§ TRAVAIL À FAIRE:
Répondez à ces questions à partir du texte fourni :
(a) À quel seul moment la narratrice dit-elle devoir être remarquée ?
(b) Que veut-elle être à la place de « la jolie cruche sur la photo » ?
(c) Par qui seulement pourra-t-elle être rejointe ?

§ TEXTE FOURNI:
··········
On m’encouragerait à « faire un petit effort », à prendre soin de moi. J’aurais le droit de me faire belle.

 

Mais là, j’aurais l’impression d’être une usurpatrice. Quand je me fais belle, il faut que je me fasse discrète. Il faut que je me fonde dans le décor, il ne faut pas que je brille. Je dois n’être remarquée que quand je bouge. Parce que c’est comme ça que je vis, en bougeant. Sinon j’attirerai les esthètes stériles. Et moi, ce que je veux, c’est un fauve. Un fauve sensible au mouvement. Je veux être l’héroïne du film, pas la jolie cruche sur la photo.

 

Je veux débusquer le fauve, le stimuler. Et je vais bouger tellement vite que je vais les larguer les fauves contemplatifs. Je ne pourrai être rejointe que par les véloces, les vifs, les instinctifs. Après une course musclée, je ferai face. Je me montrerai panthère. Et après un affrontement bestial, je pourrai être conquise.
··········
§ ENTRÉES DE DONNÉES:
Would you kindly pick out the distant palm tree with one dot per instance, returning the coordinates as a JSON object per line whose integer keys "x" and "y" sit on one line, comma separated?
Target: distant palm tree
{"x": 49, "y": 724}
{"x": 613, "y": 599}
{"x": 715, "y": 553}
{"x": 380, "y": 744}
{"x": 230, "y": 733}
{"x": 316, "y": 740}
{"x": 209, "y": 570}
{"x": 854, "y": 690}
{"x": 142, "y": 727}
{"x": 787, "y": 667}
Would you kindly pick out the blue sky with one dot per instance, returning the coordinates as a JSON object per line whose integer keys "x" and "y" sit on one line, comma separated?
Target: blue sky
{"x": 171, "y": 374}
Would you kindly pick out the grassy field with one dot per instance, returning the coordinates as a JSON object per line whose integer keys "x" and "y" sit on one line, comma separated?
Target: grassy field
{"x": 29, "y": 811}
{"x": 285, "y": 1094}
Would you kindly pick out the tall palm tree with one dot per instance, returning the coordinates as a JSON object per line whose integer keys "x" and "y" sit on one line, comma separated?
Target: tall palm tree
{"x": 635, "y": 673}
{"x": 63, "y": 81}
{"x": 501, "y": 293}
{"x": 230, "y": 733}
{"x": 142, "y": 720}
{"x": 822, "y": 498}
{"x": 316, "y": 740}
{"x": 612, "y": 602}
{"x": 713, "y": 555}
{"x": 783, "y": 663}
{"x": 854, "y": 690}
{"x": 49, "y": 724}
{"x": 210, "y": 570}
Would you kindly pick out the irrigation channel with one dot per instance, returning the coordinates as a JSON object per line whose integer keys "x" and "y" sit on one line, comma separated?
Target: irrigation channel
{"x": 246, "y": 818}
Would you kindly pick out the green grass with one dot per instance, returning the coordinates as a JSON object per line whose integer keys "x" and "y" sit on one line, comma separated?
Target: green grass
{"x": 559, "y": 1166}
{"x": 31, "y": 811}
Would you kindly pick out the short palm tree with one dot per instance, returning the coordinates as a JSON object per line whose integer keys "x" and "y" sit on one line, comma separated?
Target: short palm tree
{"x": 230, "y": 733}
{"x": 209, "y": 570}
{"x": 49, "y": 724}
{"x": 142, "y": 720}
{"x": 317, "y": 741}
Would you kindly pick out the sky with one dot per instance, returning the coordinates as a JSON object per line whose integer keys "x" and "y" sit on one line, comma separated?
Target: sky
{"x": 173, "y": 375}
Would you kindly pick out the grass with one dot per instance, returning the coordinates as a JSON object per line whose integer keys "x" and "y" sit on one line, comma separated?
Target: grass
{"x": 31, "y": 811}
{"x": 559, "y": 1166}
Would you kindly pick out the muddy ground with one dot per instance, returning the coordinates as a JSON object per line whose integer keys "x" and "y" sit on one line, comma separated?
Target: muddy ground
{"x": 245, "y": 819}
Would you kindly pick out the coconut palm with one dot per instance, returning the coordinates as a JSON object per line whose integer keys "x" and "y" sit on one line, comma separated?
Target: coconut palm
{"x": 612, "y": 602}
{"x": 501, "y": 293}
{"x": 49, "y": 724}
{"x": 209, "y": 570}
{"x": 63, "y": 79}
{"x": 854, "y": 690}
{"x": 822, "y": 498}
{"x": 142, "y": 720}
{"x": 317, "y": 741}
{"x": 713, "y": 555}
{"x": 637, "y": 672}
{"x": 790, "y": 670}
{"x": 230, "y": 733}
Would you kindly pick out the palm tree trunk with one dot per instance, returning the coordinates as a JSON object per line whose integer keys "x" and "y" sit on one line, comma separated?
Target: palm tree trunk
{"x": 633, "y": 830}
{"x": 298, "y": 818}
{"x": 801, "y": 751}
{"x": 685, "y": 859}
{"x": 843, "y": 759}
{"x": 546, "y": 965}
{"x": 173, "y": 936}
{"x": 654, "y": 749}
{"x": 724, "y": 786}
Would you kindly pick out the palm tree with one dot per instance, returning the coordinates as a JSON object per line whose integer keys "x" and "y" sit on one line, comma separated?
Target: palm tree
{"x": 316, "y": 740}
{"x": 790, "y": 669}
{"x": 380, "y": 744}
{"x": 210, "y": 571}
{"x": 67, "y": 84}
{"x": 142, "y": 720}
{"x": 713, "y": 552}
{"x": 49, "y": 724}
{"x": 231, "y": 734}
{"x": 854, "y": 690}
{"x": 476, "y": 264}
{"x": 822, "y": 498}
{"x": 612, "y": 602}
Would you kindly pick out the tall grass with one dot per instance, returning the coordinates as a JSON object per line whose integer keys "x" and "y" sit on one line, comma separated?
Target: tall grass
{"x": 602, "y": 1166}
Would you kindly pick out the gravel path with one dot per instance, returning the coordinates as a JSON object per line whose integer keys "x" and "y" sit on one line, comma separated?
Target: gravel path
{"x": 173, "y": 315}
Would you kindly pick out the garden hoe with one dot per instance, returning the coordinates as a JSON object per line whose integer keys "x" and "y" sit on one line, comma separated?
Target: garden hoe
··········
§ RÉSULTAT ATTENDU:
(a) Seulement quand elle bouge.
(b) L'héroïne du film.
(c) Par les véloces, les vifs, les instinctifs.